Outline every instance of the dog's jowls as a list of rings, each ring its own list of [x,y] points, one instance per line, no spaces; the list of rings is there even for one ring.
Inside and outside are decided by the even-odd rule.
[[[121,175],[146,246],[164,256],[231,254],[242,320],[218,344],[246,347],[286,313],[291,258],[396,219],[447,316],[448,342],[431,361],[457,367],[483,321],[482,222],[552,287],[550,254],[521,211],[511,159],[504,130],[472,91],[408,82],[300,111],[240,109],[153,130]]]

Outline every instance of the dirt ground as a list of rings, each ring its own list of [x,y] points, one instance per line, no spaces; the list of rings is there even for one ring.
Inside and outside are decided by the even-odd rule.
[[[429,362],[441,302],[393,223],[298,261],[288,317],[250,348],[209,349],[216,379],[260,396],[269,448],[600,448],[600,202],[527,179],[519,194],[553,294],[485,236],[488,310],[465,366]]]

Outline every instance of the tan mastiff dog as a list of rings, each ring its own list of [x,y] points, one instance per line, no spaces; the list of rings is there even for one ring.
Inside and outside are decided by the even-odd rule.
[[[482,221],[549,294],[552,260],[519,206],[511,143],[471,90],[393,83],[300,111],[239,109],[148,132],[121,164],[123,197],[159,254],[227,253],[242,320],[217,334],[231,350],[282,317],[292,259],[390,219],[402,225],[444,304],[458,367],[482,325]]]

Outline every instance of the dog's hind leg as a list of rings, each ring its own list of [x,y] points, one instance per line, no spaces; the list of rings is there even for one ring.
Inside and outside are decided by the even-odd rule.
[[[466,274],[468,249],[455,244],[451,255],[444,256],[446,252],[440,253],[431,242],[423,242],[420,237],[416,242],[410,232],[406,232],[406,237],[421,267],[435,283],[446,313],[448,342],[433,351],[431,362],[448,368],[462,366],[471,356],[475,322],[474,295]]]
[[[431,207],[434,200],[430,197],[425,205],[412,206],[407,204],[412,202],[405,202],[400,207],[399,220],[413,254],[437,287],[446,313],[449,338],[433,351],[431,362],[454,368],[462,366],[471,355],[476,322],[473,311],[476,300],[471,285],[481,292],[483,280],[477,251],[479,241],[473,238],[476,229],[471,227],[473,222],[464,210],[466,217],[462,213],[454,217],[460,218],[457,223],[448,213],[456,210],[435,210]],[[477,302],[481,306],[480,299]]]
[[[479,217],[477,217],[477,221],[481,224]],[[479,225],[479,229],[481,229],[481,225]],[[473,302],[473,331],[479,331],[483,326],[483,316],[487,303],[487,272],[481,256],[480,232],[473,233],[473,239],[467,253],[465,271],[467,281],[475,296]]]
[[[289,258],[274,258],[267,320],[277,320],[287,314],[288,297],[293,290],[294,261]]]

*PROBLEM REQUIREMENTS*
Set down again, unchanged, the lines of the records from the line with "Outline every instance of the dog's hind" through the end of the records.

*RESPONSE FOR THIS EXERCISE*
Outline every instance of the dog's hind leg as a list of rings, each ring its own list of [x,y] points, one instance per line, no spaces; the list of rings is there even for one ring.
Inside and outside are decided by the even-odd rule.
[[[466,274],[468,249],[455,244],[451,255],[444,256],[446,252],[440,253],[431,242],[423,242],[420,237],[416,242],[410,232],[406,232],[406,237],[421,267],[435,283],[446,313],[448,342],[433,351],[431,362],[448,368],[462,366],[471,356],[475,322],[474,295]]]
[[[431,207],[434,200],[430,197],[425,205],[412,206],[407,204],[412,202],[405,202],[400,207],[399,220],[413,254],[437,287],[446,313],[449,338],[433,351],[431,362],[454,368],[462,366],[471,355],[476,322],[473,311],[476,300],[471,285],[481,292],[483,280],[477,251],[479,241],[473,238],[476,229],[471,227],[473,222],[464,210],[466,217],[462,213],[454,217],[460,218],[457,223],[448,213],[456,210],[435,210]],[[477,302],[481,306],[480,299]]]
[[[479,217],[477,217],[477,221],[481,224]],[[479,225],[479,229],[481,229],[481,225]],[[473,302],[473,331],[479,331],[483,326],[483,316],[487,303],[487,272],[481,256],[480,232],[473,233],[473,239],[467,253],[465,271],[467,281],[475,296]]]
[[[289,258],[274,258],[267,320],[277,320],[287,314],[288,297],[293,290],[294,261]]]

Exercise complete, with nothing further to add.